### TASK PROMPT:
The expected result is every line of the records, printed exactly.

### MATERIAL PROVIDED:
▽

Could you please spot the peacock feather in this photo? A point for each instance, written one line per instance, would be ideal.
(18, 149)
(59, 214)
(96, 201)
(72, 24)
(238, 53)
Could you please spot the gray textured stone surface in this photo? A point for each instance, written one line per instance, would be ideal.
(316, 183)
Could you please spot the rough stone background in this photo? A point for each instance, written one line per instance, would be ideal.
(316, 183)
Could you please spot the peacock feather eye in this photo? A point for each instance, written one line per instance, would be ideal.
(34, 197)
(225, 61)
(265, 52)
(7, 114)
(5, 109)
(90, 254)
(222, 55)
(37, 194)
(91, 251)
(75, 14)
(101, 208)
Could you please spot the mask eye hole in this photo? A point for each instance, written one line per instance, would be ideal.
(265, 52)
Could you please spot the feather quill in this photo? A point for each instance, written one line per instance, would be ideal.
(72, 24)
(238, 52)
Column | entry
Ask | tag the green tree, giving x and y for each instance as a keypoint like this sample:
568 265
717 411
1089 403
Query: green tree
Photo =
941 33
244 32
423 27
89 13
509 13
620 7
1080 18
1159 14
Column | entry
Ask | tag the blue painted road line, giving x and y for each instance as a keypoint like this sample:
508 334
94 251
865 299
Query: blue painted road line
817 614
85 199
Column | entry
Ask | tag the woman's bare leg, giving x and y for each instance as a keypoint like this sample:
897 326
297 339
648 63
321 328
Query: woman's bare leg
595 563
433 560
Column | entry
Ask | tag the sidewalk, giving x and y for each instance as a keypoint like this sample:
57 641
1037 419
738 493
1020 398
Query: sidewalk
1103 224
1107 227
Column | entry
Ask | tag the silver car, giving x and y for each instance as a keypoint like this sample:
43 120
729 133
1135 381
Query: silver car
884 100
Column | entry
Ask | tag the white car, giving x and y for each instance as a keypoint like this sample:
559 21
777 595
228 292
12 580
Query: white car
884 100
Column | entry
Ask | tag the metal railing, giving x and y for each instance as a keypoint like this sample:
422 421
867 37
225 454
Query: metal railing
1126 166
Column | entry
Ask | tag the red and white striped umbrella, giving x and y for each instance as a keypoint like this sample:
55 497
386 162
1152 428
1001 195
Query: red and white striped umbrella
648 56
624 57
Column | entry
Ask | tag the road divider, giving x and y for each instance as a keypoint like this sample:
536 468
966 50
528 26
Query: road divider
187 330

△

### FINAL ANSWER:
Could you please spot the peacock feather in this photo? A point for each instance, written one line per instance, would be ideal.
(18, 149)
(59, 214)
(96, 201)
(72, 24)
(238, 53)
Could you please spot the gray textured stone surface in this photo? A point for each instance, written one line per instance, would be ideal.
(316, 183)
Could you please spot the rough stone background in this photo? A point for each instance, written one line per instance, would be ideal.
(316, 183)
Could you please spot the peacock feather eye in this photo? A point for each instance, written one line per instance, would be ideal.
(34, 197)
(225, 61)
(265, 52)
(7, 114)
(5, 109)
(90, 254)
(222, 55)
(37, 194)
(91, 251)
(75, 14)
(101, 208)
Could you please spot the mask eye hole in this photo? A point for each instance, written one line per instance, would be ideal.
(265, 52)
Could you please spot the feather quill in this photo? A point for each instance, written one line per instance, would be ideal.
(72, 24)
(238, 52)
Column | entry
Ask | tag the green tree, giving x and y for each instance as a keypoint like this sample:
568 265
717 411
1089 403
Query: green tree
Photo =
941 33
244 32
423 27
89 13
509 13
620 7
1080 18
1159 14
Column | entry
Ask | tag the blue painted road line, giving x and y for each instance as a keypoint like this sample:
508 334
94 251
865 299
Query: blue painted road line
817 614
85 199
Column | entry
Ask | tag the woman's bare leg, giving x and y for each instance as a keypoint like this sample:
897 326
297 339
648 63
321 328
Query: woman's bare leg
595 563
433 560
Column | entry
Ask | tag the sidewalk, giving x and y for each instance as a keypoint like this sample:
57 641
1037 419
738 493
1020 398
Query: sidewalk
1103 224
1107 227
Column | entry
Ask | tag the silver car, giving x and y for each instance as a keypoint like this sample:
43 120
729 133
1135 381
Query: silver car
884 100
Column | entry
Ask | tag the white car, giving x and y for each instance as a keypoint like this sample:
559 21
777 595
228 292
12 580
Query: white car
884 100
Column | entry
Ask | tag the metal railing, giving x and y for each instance as a keypoint like this sample:
422 421
867 37
225 454
Query: metal railing
1126 166
Column | entry
Ask | tag the red and white striped umbrella, giving x and y for each instance as a keypoint like this sample:
55 497
386 162
1152 428
1001 195
Query: red and white striped umbrella
648 56
624 57
Column | entry
Ask | tag the road divider, giving x and y for each instance as a keypoint like this sample:
536 468
966 50
528 26
Query: road divider
187 330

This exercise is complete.